═════ EXTRACTED MATERIAL ═════

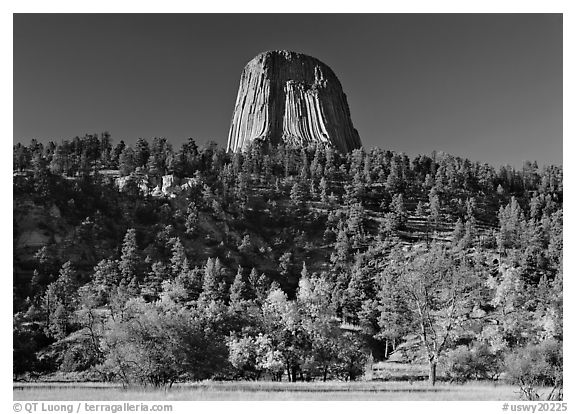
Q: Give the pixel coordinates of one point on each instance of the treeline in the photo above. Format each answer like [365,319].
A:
[294,262]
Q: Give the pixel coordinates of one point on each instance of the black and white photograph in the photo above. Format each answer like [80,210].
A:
[287,207]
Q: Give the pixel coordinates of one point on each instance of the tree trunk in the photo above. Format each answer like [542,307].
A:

═════

• EXERCISE REQUIREMENTS: Rewrite every line of the rows above as a Markdown table with the columns Num and Line, omitting blank lines and leaving the pictures out.

• RESPONSE:
| Num | Line |
|---|---|
| 1 | Q: Give the pixel coordinates of one point on each instance of the treeline in the photo above. Format each answer like [365,319]. |
| 2 | A: |
| 3 | [294,262] |
| 4 | Q: Give the pixel coordinates of one point on each instance of the black and white photograph in the photo above. Format each answer like [80,210]. |
| 5 | A: |
| 6 | [287,207] |
| 7 | Q: Give the pixel coordinates of one point on each instance of the tree trunk in the photo above. Format each answer like [542,307]. |
| 8 | A: |